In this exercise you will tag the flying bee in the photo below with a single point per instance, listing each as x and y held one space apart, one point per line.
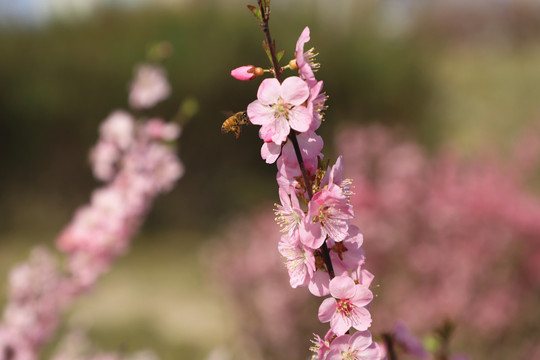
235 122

:::::

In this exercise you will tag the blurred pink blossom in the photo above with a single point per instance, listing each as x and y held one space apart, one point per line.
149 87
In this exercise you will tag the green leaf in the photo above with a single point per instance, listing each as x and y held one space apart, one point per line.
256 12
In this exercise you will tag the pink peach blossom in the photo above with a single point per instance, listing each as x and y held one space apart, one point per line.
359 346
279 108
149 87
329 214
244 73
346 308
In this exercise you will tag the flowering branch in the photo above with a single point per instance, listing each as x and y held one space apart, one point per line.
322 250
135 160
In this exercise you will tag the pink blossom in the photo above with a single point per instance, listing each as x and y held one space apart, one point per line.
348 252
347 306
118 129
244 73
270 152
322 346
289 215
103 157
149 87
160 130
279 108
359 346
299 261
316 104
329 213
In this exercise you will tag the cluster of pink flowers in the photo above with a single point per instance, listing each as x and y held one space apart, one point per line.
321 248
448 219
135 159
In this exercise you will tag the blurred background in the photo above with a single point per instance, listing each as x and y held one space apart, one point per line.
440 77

:::::

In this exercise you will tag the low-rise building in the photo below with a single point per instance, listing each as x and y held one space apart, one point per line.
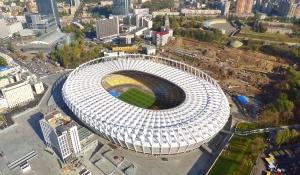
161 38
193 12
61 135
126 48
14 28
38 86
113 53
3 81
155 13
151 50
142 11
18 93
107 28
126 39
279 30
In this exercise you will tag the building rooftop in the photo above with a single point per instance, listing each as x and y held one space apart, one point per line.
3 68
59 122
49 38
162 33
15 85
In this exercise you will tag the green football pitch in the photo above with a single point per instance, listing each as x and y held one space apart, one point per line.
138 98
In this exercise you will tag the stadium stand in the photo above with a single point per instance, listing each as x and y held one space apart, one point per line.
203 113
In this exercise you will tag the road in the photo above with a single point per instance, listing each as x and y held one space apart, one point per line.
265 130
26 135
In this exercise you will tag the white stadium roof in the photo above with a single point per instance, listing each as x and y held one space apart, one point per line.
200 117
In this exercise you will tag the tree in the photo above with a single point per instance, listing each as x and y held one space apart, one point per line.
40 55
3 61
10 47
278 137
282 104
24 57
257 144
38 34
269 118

:::::

* **Prompt**:
Pull out every line above that contains the word "green" and copy each one in full. Case counts.

* **Task solution**:
In this exercise you will tag the green leaf in the photo above with a single point per instance, listing each as x and y held one space apart, one point per line.
In this exercise you will tag the green football pitch in the photo above with a single point per instance, listing each as x and y held one space apart, one point per line.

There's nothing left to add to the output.